◆ **Aim of the task**
Rename "shrub" to "bush" in the items, starting with the line that contains "Task: Where can the dog's head" and going on through the line that contains "[[863, 378]]". Give those lines again with every other part unchanged.

[Items listed in a dataset]
╭──
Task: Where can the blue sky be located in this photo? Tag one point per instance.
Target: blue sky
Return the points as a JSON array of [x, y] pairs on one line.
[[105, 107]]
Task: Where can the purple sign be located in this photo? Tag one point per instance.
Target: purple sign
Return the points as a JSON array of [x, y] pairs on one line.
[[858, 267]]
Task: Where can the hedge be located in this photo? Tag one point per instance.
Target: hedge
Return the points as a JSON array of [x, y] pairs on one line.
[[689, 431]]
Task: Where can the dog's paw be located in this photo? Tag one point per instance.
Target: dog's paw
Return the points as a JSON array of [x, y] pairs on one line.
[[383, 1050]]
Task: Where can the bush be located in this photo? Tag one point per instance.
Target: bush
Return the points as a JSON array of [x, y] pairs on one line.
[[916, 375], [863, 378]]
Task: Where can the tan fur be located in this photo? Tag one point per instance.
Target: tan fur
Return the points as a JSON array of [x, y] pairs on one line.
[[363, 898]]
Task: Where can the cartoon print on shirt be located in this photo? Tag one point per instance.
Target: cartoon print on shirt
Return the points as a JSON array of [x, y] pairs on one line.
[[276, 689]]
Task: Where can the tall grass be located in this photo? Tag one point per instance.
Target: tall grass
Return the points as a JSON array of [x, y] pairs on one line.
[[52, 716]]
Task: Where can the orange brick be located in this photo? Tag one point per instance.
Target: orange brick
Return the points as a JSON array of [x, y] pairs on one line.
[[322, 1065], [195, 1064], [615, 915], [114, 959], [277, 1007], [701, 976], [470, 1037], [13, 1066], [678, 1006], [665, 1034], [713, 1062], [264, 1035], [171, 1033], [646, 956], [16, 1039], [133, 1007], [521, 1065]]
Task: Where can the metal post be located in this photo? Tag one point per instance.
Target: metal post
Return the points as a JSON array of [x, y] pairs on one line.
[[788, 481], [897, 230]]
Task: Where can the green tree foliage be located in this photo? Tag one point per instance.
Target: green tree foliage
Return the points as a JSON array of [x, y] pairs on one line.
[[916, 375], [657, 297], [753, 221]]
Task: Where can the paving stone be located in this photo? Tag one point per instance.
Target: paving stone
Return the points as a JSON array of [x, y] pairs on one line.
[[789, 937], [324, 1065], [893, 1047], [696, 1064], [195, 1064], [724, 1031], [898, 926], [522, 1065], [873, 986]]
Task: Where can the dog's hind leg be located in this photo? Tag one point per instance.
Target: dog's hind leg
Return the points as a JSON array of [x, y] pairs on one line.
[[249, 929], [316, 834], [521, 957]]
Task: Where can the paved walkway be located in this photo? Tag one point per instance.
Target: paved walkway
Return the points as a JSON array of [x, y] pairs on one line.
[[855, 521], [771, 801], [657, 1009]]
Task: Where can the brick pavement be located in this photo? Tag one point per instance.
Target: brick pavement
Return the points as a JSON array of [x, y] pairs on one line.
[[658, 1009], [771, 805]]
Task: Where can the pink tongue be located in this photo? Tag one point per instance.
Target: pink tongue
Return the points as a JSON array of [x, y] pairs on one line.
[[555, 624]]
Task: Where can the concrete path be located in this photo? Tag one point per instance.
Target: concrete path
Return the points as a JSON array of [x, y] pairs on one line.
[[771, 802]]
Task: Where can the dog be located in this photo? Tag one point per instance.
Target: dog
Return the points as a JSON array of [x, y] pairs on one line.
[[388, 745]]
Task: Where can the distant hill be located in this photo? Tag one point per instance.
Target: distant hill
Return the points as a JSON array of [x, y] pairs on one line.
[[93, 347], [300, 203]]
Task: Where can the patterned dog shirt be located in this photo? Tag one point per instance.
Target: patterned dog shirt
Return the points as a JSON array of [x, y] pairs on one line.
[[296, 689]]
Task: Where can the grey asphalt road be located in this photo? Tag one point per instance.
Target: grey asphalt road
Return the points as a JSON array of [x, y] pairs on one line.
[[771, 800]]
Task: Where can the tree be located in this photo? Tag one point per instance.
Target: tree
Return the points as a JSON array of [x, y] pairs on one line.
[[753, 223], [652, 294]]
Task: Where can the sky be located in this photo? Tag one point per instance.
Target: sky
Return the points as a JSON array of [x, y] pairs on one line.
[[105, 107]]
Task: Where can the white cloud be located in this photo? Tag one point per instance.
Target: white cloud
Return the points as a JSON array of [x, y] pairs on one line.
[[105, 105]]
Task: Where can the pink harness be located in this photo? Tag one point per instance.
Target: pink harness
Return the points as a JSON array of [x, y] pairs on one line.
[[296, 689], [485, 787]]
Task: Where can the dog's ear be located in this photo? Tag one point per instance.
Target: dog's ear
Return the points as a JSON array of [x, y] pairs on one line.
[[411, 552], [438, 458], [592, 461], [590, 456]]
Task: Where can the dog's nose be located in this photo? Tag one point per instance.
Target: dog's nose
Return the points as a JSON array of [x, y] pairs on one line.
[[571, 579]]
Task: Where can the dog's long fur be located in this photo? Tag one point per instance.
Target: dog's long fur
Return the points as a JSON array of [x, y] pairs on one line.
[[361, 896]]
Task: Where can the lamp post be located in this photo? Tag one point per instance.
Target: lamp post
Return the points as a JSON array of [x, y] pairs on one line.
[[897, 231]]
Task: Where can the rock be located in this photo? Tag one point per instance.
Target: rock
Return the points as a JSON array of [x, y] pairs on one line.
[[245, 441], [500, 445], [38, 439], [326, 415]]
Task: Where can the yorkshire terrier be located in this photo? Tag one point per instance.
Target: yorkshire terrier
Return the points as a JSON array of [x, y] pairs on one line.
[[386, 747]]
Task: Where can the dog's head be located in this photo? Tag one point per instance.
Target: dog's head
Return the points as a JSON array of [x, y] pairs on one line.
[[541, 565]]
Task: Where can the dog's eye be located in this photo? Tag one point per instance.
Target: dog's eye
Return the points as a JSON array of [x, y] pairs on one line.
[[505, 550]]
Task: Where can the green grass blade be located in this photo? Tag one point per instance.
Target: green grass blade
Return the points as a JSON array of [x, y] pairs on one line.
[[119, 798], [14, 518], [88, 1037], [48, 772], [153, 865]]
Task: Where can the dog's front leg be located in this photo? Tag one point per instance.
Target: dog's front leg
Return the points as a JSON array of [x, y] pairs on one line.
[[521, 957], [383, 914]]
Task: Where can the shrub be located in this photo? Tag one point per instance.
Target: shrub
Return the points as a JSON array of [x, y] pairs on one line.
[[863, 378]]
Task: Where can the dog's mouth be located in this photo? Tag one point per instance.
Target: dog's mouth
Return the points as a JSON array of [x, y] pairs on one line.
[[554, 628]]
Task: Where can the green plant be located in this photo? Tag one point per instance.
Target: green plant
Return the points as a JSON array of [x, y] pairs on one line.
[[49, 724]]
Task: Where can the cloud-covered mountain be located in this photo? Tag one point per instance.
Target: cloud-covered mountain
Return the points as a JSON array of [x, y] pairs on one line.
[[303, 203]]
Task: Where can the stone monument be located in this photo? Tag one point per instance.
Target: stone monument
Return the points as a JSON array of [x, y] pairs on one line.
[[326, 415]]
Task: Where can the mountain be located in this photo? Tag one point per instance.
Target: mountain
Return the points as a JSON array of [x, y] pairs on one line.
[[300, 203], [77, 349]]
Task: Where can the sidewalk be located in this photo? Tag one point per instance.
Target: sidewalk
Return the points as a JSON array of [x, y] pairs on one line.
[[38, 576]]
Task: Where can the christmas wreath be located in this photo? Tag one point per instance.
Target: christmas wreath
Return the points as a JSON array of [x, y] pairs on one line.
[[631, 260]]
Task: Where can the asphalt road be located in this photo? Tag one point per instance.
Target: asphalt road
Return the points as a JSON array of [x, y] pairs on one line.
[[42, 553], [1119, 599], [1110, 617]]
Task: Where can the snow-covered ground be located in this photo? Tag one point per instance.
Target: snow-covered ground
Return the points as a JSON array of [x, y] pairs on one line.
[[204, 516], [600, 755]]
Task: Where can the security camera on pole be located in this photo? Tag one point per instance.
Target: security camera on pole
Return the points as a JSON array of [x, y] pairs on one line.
╰──
◆ **Complete output**
Task: Where can the dog's head be located in this photo? Tag one point per instance.
Target: dog's head
Return the points as a JSON array of [x, y] pairs on one line.
[[541, 565]]
Task: Where can the dog's eye be located in this photo? Tag one point per instance.
Target: dog's eye
Return the points as a JSON array of [x, y] pairs on one line.
[[505, 550]]
Task: Where can the green grass blade be located in this photo? Tag one point per instance.
Target: green grass blade
Return the points as a JSON array of [x, y] pairs on one line.
[[119, 798], [14, 518], [88, 1037], [48, 772], [153, 865]]
Task: Where can the dog's front leg be located in this photo? Tag one point per instance.
Target: dog's front leg
Return the points as a JSON array of [x, y] pairs on one line.
[[521, 957], [383, 914]]
Task: Where can the bush be located in this photo? Tag one point per instance.
Target: bush
Return the points as a JSON array of [x, y] pairs on one line.
[[863, 378]]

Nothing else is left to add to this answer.